Data excerpts

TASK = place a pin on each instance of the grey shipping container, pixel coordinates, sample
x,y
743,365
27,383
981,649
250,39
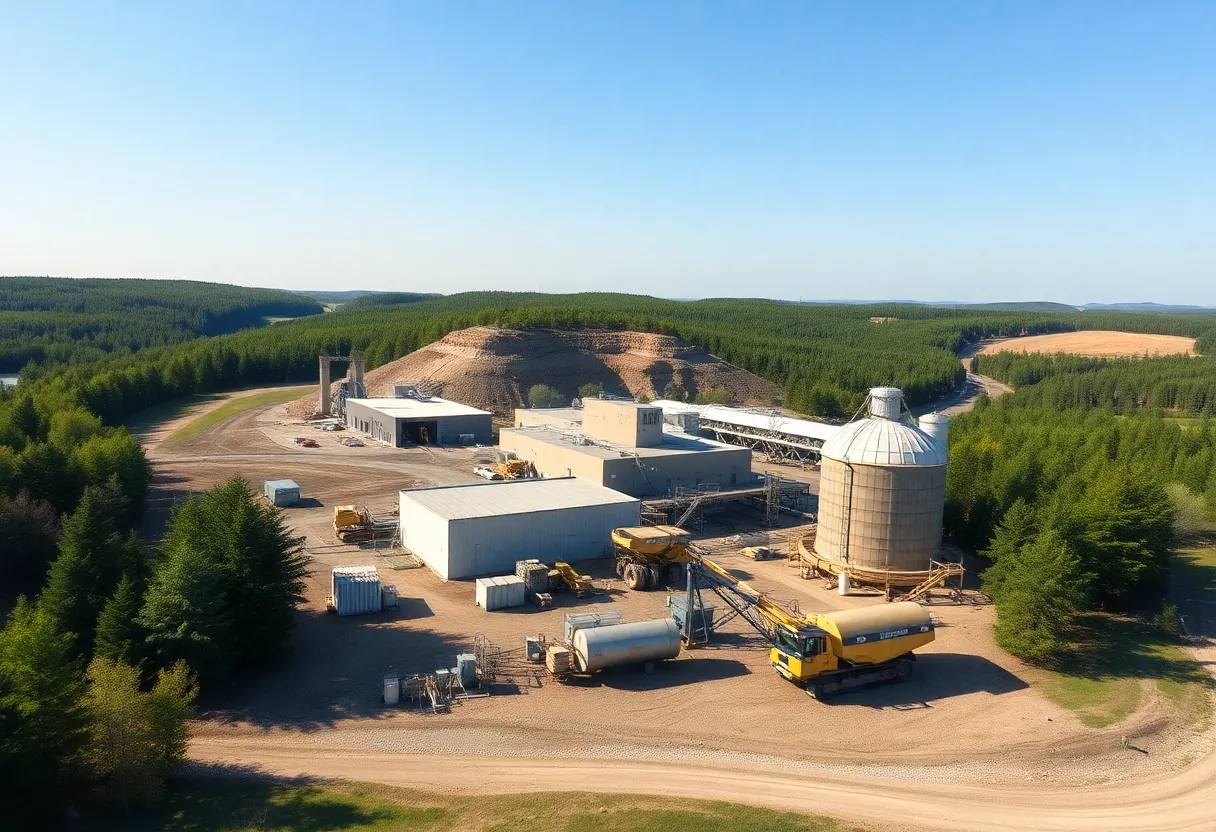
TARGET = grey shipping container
x,y
282,492
702,619
355,590
500,592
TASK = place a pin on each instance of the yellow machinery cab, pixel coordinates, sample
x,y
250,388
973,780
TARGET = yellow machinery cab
x,y
803,653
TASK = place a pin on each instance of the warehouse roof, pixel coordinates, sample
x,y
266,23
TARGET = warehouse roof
x,y
513,496
429,408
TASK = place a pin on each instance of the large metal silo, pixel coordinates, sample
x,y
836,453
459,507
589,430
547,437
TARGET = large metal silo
x,y
882,493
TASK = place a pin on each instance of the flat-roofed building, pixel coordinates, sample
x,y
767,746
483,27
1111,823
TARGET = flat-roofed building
x,y
469,530
418,420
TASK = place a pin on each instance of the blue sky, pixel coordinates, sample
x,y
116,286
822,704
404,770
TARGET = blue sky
x,y
969,151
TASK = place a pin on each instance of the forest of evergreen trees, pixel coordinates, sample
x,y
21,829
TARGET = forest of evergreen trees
x,y
62,320
1062,484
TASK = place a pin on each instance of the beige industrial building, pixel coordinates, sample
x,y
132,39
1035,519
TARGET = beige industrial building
x,y
624,445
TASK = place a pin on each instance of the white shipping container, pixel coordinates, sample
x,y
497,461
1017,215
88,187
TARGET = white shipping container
x,y
355,590
500,592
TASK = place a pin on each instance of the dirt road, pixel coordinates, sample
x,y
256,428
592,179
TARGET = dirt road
x,y
1181,803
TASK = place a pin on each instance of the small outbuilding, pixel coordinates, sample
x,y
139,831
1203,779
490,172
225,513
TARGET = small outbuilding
x,y
418,420
281,492
469,530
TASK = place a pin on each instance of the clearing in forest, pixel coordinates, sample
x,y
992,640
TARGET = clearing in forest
x,y
1097,343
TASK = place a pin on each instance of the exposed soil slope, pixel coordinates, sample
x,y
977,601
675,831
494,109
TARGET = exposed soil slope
x,y
1098,343
493,367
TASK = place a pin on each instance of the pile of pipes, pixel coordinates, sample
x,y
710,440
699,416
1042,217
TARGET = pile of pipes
x,y
535,577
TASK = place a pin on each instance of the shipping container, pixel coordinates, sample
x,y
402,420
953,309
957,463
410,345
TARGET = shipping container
x,y
355,590
500,592
282,492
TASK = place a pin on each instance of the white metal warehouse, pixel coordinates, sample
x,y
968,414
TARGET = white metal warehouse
x,y
468,530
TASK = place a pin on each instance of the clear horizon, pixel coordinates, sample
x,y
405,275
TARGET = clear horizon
x,y
939,151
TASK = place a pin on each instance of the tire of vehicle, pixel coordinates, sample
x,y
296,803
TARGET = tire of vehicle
x,y
652,577
635,577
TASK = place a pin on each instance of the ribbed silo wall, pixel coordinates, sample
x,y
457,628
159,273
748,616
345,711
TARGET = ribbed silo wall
x,y
891,515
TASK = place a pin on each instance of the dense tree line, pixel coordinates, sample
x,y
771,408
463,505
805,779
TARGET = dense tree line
x,y
97,673
1070,507
1182,383
63,320
823,357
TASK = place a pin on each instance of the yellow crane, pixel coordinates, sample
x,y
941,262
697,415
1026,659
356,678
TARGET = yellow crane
x,y
822,652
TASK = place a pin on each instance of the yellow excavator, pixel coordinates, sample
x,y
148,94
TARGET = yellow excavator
x,y
825,653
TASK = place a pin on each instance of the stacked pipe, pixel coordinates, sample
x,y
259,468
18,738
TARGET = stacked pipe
x,y
535,575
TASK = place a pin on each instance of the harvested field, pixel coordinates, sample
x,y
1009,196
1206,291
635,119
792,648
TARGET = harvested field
x,y
1096,343
493,369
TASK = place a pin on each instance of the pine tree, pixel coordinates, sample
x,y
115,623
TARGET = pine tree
x,y
1039,599
41,724
185,616
85,573
119,636
1017,528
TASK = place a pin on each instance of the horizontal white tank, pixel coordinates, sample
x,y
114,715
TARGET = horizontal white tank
x,y
625,644
355,590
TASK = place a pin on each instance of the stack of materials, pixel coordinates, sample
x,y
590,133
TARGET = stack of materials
x,y
558,661
355,590
500,592
535,575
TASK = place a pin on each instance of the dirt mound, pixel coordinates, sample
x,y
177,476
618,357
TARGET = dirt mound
x,y
493,367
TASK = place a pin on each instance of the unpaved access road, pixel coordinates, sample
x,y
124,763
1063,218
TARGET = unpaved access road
x,y
1184,802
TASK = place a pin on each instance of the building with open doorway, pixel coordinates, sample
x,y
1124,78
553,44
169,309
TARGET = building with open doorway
x,y
418,420
626,447
469,530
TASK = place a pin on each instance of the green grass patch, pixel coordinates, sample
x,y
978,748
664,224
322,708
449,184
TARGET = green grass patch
x,y
1101,676
266,805
167,411
235,406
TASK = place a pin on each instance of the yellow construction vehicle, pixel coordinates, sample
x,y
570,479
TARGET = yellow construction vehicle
x,y
648,556
564,575
356,524
828,652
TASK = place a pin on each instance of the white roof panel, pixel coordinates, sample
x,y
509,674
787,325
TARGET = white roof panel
x,y
518,496
418,409
754,419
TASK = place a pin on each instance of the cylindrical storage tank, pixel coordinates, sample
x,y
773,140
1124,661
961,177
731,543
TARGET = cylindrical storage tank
x,y
882,494
885,402
936,426
625,644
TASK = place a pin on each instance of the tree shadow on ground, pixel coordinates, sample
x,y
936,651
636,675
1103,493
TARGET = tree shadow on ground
x,y
936,676
336,670
1105,646
664,674
234,797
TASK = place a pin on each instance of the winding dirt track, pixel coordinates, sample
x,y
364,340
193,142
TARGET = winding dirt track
x,y
1181,803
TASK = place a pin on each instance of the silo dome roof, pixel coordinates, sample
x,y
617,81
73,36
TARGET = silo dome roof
x,y
877,440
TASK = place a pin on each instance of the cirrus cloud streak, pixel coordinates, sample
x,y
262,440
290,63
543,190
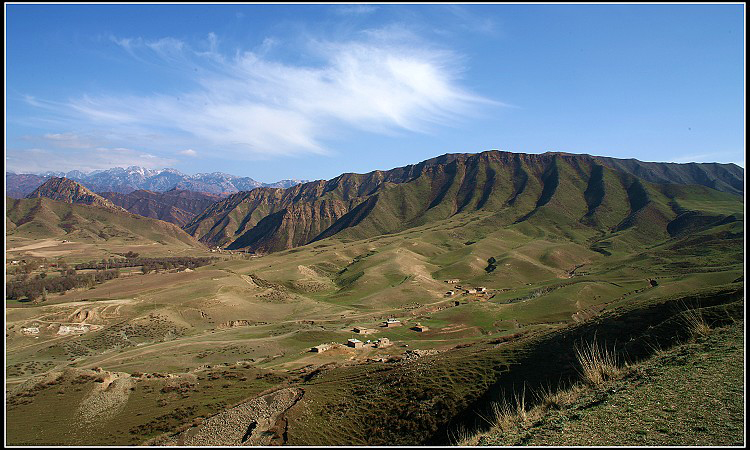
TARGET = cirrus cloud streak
x,y
250,105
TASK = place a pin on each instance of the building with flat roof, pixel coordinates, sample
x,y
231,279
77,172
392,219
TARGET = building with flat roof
x,y
320,348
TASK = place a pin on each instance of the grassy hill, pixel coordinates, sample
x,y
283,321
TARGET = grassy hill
x,y
43,218
567,250
572,194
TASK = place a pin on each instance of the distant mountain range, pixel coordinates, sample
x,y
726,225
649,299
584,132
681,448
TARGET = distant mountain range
x,y
176,206
561,190
135,178
626,200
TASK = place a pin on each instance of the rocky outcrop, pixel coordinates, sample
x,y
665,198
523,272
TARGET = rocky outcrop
x,y
68,191
257,422
175,206
569,190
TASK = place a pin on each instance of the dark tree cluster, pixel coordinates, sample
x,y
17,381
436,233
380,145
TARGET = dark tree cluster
x,y
150,263
39,286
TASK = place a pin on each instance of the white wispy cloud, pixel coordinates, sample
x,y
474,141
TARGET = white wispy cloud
x,y
36,160
250,104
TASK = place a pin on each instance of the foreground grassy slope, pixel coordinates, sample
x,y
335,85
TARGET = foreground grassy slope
x,y
573,257
691,394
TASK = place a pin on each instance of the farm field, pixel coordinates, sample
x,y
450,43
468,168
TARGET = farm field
x,y
184,345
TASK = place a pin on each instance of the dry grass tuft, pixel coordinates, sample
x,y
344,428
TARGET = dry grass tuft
x,y
695,322
598,364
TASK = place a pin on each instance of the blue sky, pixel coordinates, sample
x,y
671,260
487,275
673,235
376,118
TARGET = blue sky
x,y
312,91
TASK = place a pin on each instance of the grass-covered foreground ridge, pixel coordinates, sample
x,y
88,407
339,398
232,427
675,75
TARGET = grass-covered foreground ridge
x,y
690,394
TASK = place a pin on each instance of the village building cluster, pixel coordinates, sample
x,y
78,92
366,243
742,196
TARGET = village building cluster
x,y
72,329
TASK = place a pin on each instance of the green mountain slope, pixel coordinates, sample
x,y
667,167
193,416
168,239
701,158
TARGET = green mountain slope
x,y
578,196
40,218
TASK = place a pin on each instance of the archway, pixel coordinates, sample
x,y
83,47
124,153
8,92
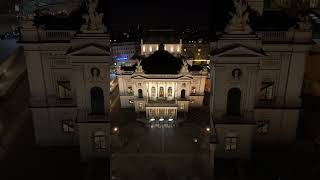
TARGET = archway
x,y
183,93
233,102
97,101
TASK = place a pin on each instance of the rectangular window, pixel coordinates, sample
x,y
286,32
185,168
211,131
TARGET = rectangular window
x,y
64,90
231,143
266,90
100,142
263,126
67,126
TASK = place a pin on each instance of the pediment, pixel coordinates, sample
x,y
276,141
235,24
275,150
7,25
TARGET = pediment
x,y
89,50
238,50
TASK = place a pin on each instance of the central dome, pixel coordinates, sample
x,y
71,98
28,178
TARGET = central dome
x,y
161,62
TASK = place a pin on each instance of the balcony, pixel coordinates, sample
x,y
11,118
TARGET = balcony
x,y
56,35
84,116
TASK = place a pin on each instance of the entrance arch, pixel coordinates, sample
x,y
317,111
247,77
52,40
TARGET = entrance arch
x,y
233,102
97,101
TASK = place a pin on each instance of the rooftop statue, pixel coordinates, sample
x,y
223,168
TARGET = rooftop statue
x,y
239,22
139,67
93,20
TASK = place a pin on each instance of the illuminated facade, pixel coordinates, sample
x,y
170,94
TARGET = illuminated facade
x,y
158,96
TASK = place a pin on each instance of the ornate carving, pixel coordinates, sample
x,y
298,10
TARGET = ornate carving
x,y
239,22
93,20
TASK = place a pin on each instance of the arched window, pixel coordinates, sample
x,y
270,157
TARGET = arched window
x,y
169,91
233,102
97,101
140,93
183,93
100,141
153,91
161,92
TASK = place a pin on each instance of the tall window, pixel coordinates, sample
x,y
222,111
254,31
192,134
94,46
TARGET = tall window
x,y
170,92
263,126
231,143
193,90
67,126
64,89
97,101
161,92
140,93
233,102
100,141
183,93
266,90
153,91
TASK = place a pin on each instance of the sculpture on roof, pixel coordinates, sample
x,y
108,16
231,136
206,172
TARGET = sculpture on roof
x,y
184,67
239,23
93,20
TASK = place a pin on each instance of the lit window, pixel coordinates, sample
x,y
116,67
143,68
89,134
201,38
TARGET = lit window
x,y
231,143
100,141
193,90
67,126
161,92
64,89
153,91
263,126
130,90
266,90
169,91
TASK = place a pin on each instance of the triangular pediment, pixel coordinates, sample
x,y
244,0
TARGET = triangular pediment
x,y
238,50
89,50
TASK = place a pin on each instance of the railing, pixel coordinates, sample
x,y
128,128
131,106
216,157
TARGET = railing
x,y
56,35
285,36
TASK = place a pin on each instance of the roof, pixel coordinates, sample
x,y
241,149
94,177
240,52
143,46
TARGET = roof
x,y
161,62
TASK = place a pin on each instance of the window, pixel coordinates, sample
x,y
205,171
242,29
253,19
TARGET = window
x,y
171,113
263,126
140,94
161,112
64,89
266,90
152,113
183,93
231,143
153,91
169,91
161,92
130,90
182,106
100,141
67,126
193,90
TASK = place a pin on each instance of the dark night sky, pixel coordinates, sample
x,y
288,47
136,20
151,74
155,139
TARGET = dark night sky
x,y
161,12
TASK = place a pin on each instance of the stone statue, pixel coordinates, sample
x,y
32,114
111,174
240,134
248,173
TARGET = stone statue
x,y
93,20
139,67
184,67
239,23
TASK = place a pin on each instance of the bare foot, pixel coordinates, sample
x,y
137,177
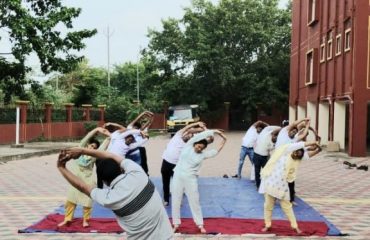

WHAT YOU ARE ASKED TO DO => Repeat verbatim the lines between the start of the data and the line containing "TASK = place a pin on each instance of the forest", both ends included, omitting all pictures.

COMPLETED EXERCISE =>
TASK = place a pin on each instance of the grey shipping container, pixel coordinates, sample
x,y
743,365
27,383
981,649
250,39
TARGET = grey shipping container
x,y
282,492
702,619
355,590
500,592
TASK = place a pin on each instance of the yellow machinery cab, pixel coordinates, sample
x,y
250,388
973,780
TARGET = yellow machinery cab
x,y
803,653
TASK = place a pin on each instance of the warehouse roof, pixel coordinates, sample
x,y
266,23
TARGET = warehouse roof
x,y
513,496
429,408
TASK = place a pin on each instance of the large metal silo, pixel coordinates, sample
x,y
836,453
459,507
589,430
547,437
TARGET = large metal silo
x,y
882,493
TASK = place a pin on each instance of the flat-roofed building, pixel coordinates, sample
x,y
767,746
483,27
1111,823
TARGET = flat-roofed building
x,y
469,530
418,420
TASK = place a pin on each instance of the blue sky, pixel coordinates, sample
x,y
116,286
822,704
404,770
TARGET = blue sky
x,y
969,151
TASK = place a pin on each instance of the forest of evergreen trees, pixel coordinates, sample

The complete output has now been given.